However, Mr Hunt may find himself on a collision course with workers again. The independent NHS Pay Review Body (PRB) will report to the Government in July with recommendations that may form the basis of a new pay offer to nurses. In evidence to the PRB, the employers set out proposals to cut out-of-hours pay. One of the proposals, which would save £1.1bn, would see unsocial-hours pay rates cut by half and paid only after 10pm, even at the weekend.

Before the election Mr Hunt made it clear that, once in Government, he would prioritise NHS staffing numbers, not pay. He refused to rule out any further real-term cuts, arguing that allowing pay to increase too fast would necessitate cutting jobs, putting patient safety at risk.

Much will depend on how quickly the Government can deliver its promised extra funding. Mr Hunt has committed to Mr Stevens’ £8bn a year, but this figure is predicated on efficiency savings of £22bn and it is not clear where these would be found.

To save a similar amount over the past five years, the NHS was forced to hold back pay, and slash the amount of money hospitals are paid to deliver services. With dozens of hospitals already in financial deficit, and with the threat of industrial action, it is unlikely such strategies could be deployed again without either a damaging decline in service quality or in staff morale.

Senior figures have already warned that the state of the NHS’s finances could force the Government to consider introducing charges for healthcare. Dr Mark Porter, chair of the British Medical Association, said last month that any new government would be “tempted” to bring in fees for services such as seeing a GP.

Dr Porter told The Independent last week that achieving the £22bn would be difficult because the NHS was “not starting in the same place as five years ago. The major [cost-cutting] tools have been used up,” he said. “It’s not a place the Health Secretary should be comfortable being in.” 

Dr Carter added that rather than bringing in fees or cutting services, the Government should consider using its post-election honeymoon period to introduce an “NHS tax” to shore up finances.

“The public are more than happy to pay more for their health service provided the money is well-used,” he said. “The Government is in for five years. It would be well advised to do what the public want to see: everyone paying a little bit more. That would make a big dent in that £22bn.”

A Department of Health spokesperson said: “NHS staff are our greatest asset and we know nurses work extremely hard to care for an increasing number of patients.

“Patients deserve the same high-quality care every day of the week – we will continue to make sure we have enough nurses and further consider how best to recognise and reward high performance.”

Season of strikes? Planned union action

A flurry of strikes is expected over the next few weeks.

Network Rail staff are due to walk out for 24 hours from 5pm on 25 May – a bank holiday – in a dispute over pay, job security and working conditions.

North Sea oil workers are also expected to be balloted about the first strike in the offshore industry in a generation following changes to working conditions.

Staff at the National Gallery in London are planning strikes on Wednesday and from 26 May to 4 June amid a dispute over privatisation and a union official’s dismissal.

The academy school system is being challenged by teachers. The NUT has also backed a ballot on industrial action if the Government does not increase funding for schools in England and Wales. However, funding is expected to be cut by 12 per cent.

[Data items]
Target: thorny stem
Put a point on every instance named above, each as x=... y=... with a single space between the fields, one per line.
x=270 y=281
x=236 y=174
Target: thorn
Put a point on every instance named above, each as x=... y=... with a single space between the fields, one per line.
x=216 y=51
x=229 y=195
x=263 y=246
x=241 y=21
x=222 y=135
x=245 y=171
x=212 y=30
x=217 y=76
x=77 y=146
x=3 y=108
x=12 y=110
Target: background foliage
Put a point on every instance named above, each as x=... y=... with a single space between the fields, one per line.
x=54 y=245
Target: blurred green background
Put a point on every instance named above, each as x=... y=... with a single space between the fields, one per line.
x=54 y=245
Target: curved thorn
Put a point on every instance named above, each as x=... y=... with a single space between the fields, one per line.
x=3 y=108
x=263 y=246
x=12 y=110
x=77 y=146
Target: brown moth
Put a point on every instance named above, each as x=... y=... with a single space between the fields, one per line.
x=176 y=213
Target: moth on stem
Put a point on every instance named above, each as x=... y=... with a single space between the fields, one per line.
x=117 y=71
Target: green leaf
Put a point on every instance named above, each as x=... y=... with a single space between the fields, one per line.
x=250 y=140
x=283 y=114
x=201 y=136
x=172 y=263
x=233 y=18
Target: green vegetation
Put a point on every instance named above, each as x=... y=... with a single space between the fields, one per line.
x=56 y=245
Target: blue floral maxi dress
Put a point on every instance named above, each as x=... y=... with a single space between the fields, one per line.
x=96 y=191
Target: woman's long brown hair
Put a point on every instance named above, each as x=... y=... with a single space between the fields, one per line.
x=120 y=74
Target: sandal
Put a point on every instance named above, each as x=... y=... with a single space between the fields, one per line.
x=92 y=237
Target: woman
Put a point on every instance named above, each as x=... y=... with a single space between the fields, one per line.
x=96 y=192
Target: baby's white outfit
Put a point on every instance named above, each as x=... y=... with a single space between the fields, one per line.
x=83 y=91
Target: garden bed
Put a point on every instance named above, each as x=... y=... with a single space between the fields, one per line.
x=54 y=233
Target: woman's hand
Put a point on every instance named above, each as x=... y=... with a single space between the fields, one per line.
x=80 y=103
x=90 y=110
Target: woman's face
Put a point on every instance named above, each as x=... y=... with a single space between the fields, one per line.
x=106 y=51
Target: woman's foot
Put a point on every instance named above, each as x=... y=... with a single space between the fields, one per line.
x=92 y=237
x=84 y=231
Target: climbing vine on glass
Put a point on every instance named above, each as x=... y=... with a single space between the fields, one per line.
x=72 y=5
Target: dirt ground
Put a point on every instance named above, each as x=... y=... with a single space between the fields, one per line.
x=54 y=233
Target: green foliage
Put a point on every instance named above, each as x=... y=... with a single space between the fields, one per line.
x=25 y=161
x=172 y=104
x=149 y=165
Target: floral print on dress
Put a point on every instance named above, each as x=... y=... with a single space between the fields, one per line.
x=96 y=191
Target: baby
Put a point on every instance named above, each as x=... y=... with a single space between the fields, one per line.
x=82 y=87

* APPLY WHAT YOU READ:
1. Translate this sentence from the article on NHS pay and strikes into Spanish: "A flurry of strikes is expected over the next few weeks."
2. Answer these questions from the article on NHS pay and strikes:
(a) How much would the proposal to cut unsocial-hours pay save?
(b) Who chairs the British Medical Association?
(c) When are Network Rail staff due to walk out?
3. Say whether each statement agrees with the article on NHS pay and strikes, and quote the words that decide it:
(a) The NHS Pay Review Body will report to the Government in July.
(b) Before the election, Mr Hunt said he would put pay ahead of staffing numbers.
(c) Staff at the National Gallery in London are planning strikes from 26 May to 4 June.

* ANSWERS TO THIS EXERCISE:
1. Se espera una oleada de huelgas en las próximas semanas.

2.
(a) £1.1bn
(b) Dr Mark Porter
(c) For 24 hours from 5pm on 25 May, a bank holiday

3.
(a) Yes: "The independent NHS Pay Review Body (PRB) will report to the Government in July"
(b) No: "he would prioritise NHS staffing numbers, not pay"
(c) Yes: "Staff at the National Gallery in London are planning strikes on Wednesday and from 26 May to 4 June"